> _Document section_
Last month, Oakland announced the launch of a guaranteed basic income, or GBI, pilot program that will provide low-income households with monthly payments, no strings attached. Unlike other basic income experiments, Oakland’s GBI, which is funded by private donors, was intended exclusively for residents who are Black, Indigenous or people of color.
Since its announcement, the program has been subject to much criticism from those who say it discriminates against low-income people who are white — so much criticism, in fact, that Oakland recently opened eligibility to all low-income households regardless of race. While BIPOC households remain the focus, this focus is no longer explicit.
And that’s a shame.
Just as “Black Lives Matter” doesn’t suggest white lives are insignificant — to interpret the movement in this way is to fundamentally misunderstand it — addressing financial hardship faced by BIPOC residents doesn’t negate the hardship of white residents.
That people of all races experience poverty is a given. But it’s important to recognize the stark inequities that exist along racial lines.
In Oakland, the median income of white households is three times that of Black households. In East Oakland — a predominantly Black and Latinx region of the city targeted by the GBI program — half of residents live in poverty, compared to about 19% citywide.
Maps illustrating economic segregation across the Bay Area closely correlate with those illustrating racial segregation and exclusionary zoning. Race and wealth have, for decades, been inextricably intertwined.
With this in mind, Oakland’s original GBI model seemed promising.
Despite skepticism of basic income, the program has, in practice, proven rather successful. Findings from a recent universal basic income experiment in Stockton, California show that most of the money participants received went toward food and basic needs. Those who received basic income were also twice as likely to find employment compared to others, refuting a common argument that such payments induce complacency.
The much-needed money that would’ve gone directly to low-income households of color would alone have made Oakland’s original GBI pilot worthwhile.
The updated program is still valuable. But what made the original version invaluable was its radical framework for reform that explicitly considered the racial context of economic inequality.
GBI cannot, of course, act as a stand-alone program. The provision of monthly payments to low-income households doesn’t negate the role of government in creating jobs and expanding the social safety net for all in need. But the bold model imagined in Oakland had the potential to fundamentally change the way we think about — and begin to bridge — the racial wealth gap in the United States today.
It deserves another chance. Perhaps Berkeley will be next.

> _Dataset extract_

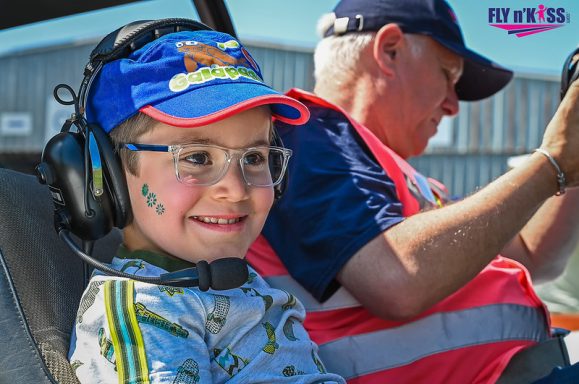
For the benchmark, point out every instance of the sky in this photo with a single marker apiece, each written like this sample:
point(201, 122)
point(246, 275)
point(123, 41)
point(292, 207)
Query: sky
point(292, 23)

> _Tasks and exercises_
A – Return, word for word, everything in the text on Oakland's basic income program from "The updated program" down to "will be next.".
B – Retype all of the records above exactly as they appear, omitting the pictures.

> _Solved tasks_
A –
The updated program is still valuable. But what made the original version invaluable was its radical framework for reform that explicitly considered the racial context of economic inequality.
GBI cannot, of course, act as a stand-alone program. The provision of monthly payments to low-income households doesn’t negate the role of government in creating jobs and expanding the social safety net for all in need. But the bold model imagined in Oakland had the potential to fundamentally change the way we think about — and begin to bridge — the racial wealth gap in the United States today.
It deserves another chance. Perhaps Berkeley will be next.

B –
For the benchmark, point out every instance of the sky in this photo with a single marker apiece, each written like this sample:
point(201, 122)
point(246, 275)
point(123, 41)
point(292, 207)
Query: sky
point(292, 23)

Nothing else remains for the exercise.